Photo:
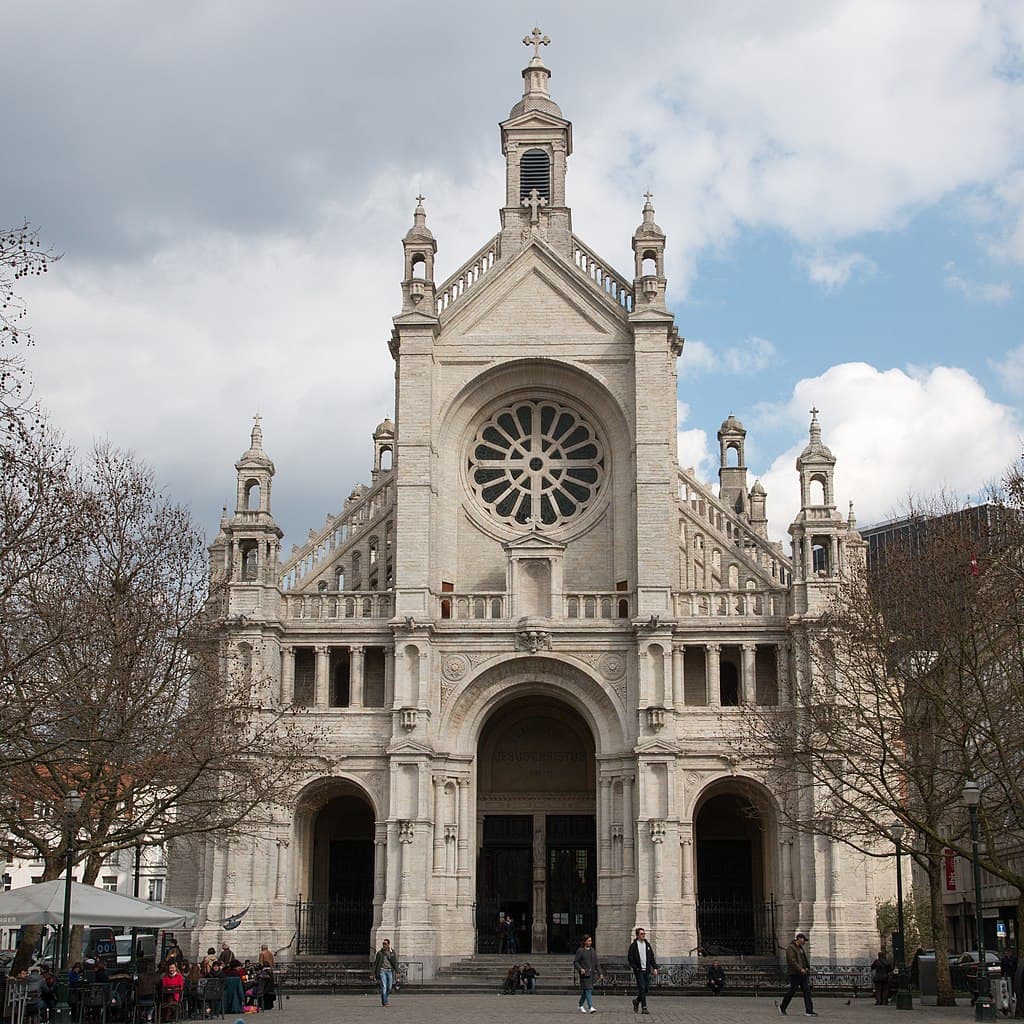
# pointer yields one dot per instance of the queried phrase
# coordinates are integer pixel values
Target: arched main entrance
(337, 915)
(735, 907)
(537, 861)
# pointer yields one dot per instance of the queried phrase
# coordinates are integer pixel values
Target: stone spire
(536, 142)
(420, 249)
(535, 77)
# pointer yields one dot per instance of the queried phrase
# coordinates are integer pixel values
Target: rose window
(536, 462)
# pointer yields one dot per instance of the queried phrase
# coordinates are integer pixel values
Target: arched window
(535, 172)
(252, 496)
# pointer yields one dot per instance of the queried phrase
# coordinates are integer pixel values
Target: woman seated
(716, 978)
(172, 984)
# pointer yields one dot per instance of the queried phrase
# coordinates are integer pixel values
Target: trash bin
(928, 979)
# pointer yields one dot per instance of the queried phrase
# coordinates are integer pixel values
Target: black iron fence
(736, 928)
(335, 929)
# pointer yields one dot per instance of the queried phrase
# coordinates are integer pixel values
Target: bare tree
(913, 685)
(116, 682)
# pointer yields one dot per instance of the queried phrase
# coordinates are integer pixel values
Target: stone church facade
(531, 638)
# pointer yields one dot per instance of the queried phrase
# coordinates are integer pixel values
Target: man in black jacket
(641, 958)
(799, 968)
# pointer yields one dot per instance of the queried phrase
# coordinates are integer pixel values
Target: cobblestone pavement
(409, 1007)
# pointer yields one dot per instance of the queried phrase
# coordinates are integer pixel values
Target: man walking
(799, 968)
(641, 958)
(385, 968)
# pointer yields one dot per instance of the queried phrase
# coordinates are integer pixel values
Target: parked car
(964, 970)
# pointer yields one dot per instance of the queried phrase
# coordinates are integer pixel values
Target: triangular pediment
(410, 748)
(656, 748)
(534, 542)
(535, 295)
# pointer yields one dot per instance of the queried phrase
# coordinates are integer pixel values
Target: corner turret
(732, 479)
(824, 545)
(252, 534)
(420, 247)
(648, 253)
(536, 142)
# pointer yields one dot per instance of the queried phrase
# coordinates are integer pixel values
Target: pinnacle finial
(815, 429)
(537, 39)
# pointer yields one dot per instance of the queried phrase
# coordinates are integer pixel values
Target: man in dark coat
(799, 968)
(641, 958)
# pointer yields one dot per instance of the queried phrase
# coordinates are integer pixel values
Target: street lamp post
(984, 1008)
(72, 805)
(904, 998)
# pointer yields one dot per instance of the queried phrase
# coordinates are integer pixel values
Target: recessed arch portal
(732, 823)
(335, 824)
(537, 857)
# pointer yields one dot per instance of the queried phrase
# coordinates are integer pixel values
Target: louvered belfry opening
(535, 172)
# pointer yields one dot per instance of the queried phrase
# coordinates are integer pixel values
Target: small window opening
(535, 172)
(252, 496)
(729, 683)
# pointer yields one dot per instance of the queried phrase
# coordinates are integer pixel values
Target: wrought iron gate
(730, 928)
(334, 929)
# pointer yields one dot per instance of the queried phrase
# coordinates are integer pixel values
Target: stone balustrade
(592, 266)
(467, 275)
(737, 603)
(330, 606)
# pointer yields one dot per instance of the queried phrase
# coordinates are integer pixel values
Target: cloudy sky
(842, 184)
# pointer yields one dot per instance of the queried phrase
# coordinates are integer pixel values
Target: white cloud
(694, 453)
(835, 270)
(750, 356)
(1011, 370)
(975, 292)
(895, 434)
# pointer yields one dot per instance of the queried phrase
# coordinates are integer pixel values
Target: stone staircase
(485, 973)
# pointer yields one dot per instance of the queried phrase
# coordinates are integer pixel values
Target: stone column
(355, 676)
(714, 674)
(782, 674)
(750, 679)
(380, 868)
(287, 674)
(438, 781)
(629, 825)
(678, 676)
(389, 656)
(657, 841)
(686, 853)
(464, 828)
(786, 845)
(279, 882)
(322, 697)
(603, 834)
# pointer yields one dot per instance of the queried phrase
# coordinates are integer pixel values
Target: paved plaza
(410, 1006)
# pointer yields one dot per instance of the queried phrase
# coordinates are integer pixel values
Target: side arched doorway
(537, 860)
(735, 905)
(337, 916)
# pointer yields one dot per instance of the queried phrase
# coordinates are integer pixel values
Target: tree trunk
(938, 915)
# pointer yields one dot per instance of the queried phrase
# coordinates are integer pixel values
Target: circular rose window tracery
(536, 462)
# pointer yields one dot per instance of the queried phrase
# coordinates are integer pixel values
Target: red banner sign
(950, 869)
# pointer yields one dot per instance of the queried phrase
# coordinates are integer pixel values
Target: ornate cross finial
(537, 39)
(535, 201)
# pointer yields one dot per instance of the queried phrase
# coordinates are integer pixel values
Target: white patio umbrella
(43, 904)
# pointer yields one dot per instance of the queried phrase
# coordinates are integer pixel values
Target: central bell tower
(536, 142)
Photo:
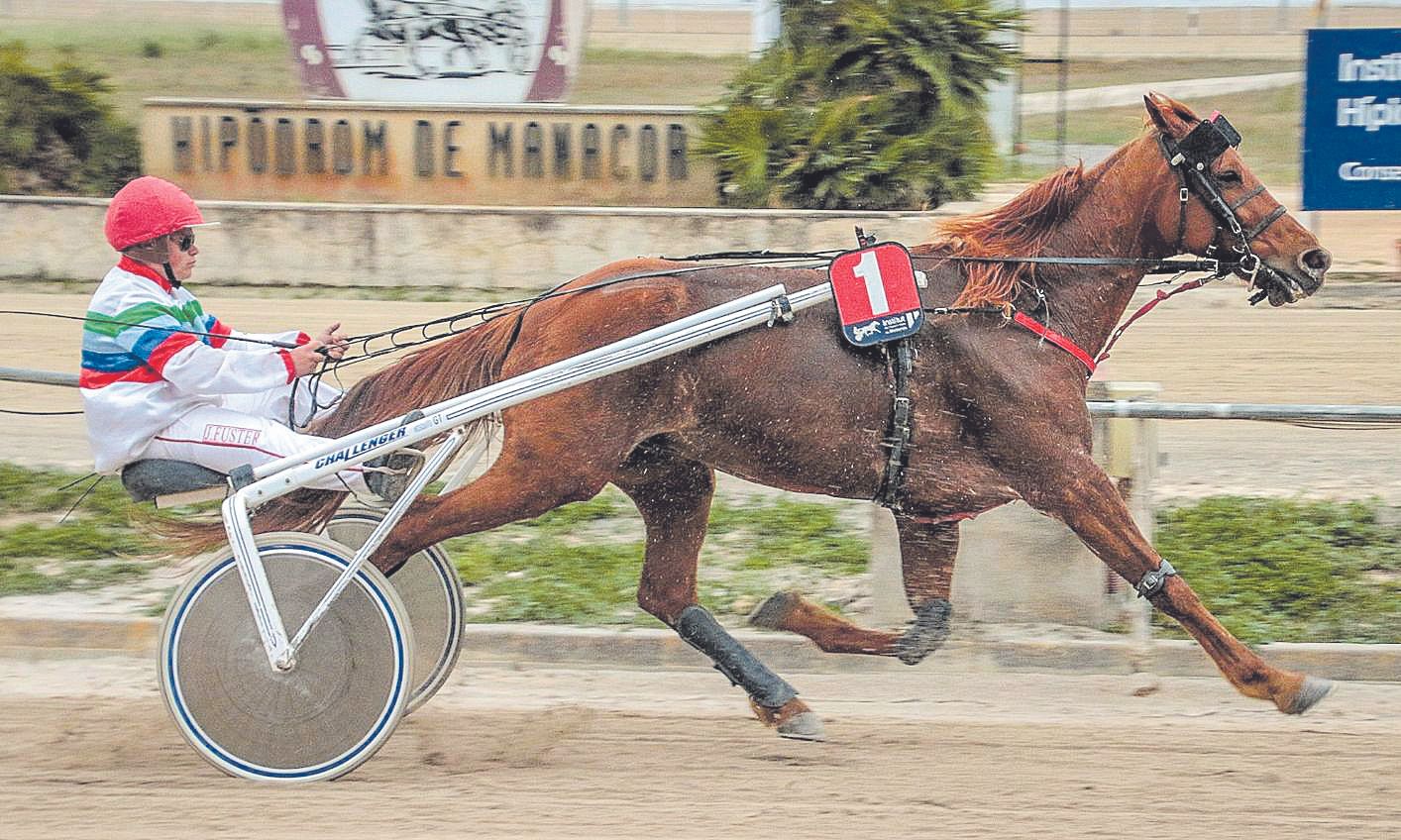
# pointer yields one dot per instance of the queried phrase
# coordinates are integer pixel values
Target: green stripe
(138, 315)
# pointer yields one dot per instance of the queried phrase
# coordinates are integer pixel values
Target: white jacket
(139, 376)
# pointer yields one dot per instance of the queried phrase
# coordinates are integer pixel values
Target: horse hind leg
(926, 562)
(673, 494)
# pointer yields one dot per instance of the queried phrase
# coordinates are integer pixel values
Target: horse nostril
(1316, 261)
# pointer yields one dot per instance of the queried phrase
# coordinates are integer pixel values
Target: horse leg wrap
(700, 629)
(1153, 581)
(926, 633)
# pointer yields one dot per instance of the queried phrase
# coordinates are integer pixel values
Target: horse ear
(1170, 117)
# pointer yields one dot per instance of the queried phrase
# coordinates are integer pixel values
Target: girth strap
(901, 432)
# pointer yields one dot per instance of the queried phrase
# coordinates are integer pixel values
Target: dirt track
(87, 751)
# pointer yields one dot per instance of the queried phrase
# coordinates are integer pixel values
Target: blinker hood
(1209, 141)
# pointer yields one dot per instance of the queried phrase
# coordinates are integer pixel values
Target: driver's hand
(305, 358)
(334, 341)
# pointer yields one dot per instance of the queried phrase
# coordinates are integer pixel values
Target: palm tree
(863, 104)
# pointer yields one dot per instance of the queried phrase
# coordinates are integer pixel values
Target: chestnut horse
(999, 413)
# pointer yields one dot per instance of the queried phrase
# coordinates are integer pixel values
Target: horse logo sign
(439, 51)
(876, 294)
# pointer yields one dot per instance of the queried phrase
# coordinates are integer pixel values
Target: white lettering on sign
(1369, 114)
(869, 270)
(1355, 171)
(1381, 68)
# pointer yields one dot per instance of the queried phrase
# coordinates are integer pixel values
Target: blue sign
(1352, 119)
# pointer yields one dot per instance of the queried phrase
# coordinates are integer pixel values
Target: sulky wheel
(325, 715)
(430, 589)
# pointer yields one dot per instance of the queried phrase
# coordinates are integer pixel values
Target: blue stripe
(108, 363)
(149, 342)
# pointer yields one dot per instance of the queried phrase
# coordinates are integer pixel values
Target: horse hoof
(1310, 693)
(803, 727)
(772, 612)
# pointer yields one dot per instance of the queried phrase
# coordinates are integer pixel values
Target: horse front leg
(673, 494)
(926, 558)
(1089, 503)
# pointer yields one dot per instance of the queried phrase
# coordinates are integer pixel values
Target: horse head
(1222, 210)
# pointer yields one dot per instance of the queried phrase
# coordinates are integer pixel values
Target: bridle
(1191, 159)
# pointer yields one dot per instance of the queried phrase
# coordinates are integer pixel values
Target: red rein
(1089, 362)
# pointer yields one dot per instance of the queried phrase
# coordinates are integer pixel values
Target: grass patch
(95, 546)
(1285, 570)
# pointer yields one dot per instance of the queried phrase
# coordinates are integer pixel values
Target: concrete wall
(382, 246)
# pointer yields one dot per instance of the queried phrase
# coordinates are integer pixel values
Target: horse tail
(457, 366)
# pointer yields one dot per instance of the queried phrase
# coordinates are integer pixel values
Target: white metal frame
(283, 476)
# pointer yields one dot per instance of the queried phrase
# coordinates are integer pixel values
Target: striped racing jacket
(139, 375)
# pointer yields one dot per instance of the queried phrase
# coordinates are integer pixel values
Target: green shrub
(1286, 570)
(57, 133)
(863, 105)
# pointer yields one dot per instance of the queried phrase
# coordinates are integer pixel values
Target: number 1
(869, 270)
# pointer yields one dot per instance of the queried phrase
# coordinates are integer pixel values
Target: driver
(199, 395)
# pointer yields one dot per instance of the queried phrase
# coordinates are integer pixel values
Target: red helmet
(149, 207)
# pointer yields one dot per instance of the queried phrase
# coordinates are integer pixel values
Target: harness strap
(1161, 295)
(901, 430)
(1049, 335)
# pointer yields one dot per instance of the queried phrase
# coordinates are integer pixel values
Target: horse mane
(425, 376)
(1022, 227)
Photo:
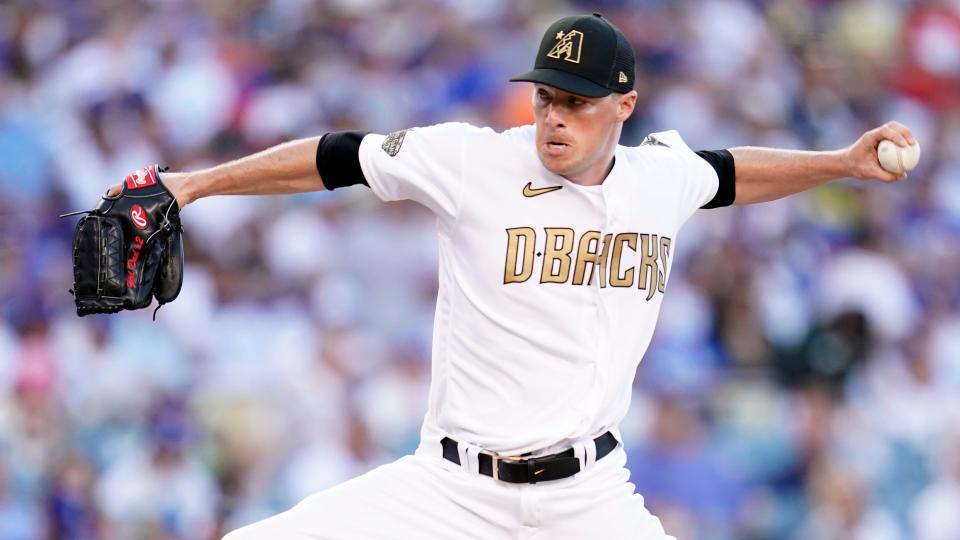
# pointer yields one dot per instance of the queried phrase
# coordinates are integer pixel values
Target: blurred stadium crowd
(804, 380)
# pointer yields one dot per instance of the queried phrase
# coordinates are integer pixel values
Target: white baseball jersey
(549, 290)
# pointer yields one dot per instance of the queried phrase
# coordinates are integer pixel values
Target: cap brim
(567, 82)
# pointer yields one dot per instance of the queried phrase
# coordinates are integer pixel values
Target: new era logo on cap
(584, 55)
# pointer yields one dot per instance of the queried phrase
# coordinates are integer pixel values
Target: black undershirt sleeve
(722, 162)
(338, 159)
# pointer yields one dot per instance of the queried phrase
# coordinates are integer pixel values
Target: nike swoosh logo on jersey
(530, 191)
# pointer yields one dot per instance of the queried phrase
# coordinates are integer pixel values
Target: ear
(625, 105)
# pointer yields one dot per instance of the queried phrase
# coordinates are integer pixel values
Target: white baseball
(896, 159)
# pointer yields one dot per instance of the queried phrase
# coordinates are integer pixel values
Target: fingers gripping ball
(898, 159)
(128, 250)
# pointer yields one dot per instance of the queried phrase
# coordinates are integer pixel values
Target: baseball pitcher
(556, 245)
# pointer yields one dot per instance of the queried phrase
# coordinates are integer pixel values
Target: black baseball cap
(584, 55)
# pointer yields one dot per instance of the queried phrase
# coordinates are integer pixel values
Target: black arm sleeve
(338, 159)
(722, 162)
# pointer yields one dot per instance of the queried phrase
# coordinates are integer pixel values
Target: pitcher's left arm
(767, 174)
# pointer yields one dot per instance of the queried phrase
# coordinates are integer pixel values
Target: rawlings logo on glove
(129, 249)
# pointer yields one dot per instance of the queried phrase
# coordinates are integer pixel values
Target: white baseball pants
(425, 497)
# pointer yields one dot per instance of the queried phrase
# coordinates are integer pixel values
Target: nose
(554, 116)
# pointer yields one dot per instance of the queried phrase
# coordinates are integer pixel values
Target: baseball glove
(129, 248)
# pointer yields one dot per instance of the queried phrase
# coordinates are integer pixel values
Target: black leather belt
(520, 470)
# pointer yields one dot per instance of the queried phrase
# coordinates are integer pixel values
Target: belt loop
(580, 452)
(468, 457)
(591, 455)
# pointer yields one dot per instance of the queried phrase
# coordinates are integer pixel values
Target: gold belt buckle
(496, 463)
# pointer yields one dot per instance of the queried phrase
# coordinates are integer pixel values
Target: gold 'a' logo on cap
(568, 46)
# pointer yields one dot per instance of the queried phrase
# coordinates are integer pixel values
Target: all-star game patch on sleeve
(698, 179)
(423, 164)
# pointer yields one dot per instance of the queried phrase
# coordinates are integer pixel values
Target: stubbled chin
(554, 164)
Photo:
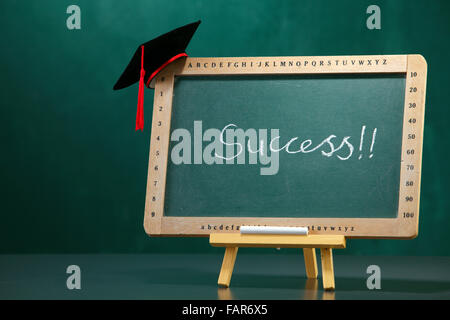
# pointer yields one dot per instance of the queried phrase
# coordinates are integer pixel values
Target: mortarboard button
(150, 58)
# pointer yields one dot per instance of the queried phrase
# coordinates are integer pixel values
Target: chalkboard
(331, 143)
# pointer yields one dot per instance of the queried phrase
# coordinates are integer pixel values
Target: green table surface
(256, 276)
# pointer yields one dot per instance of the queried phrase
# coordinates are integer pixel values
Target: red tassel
(140, 110)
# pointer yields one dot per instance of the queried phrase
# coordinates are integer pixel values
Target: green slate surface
(314, 183)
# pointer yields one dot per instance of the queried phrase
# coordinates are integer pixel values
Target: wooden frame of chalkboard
(405, 225)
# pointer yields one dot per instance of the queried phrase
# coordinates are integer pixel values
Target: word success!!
(233, 145)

================

* [Task requirements]
Report every line above that contains the word "iron", treating uppercase and lowercase as different.

* [Exercise response]
Target: black iron fence
Target: wrought iron gate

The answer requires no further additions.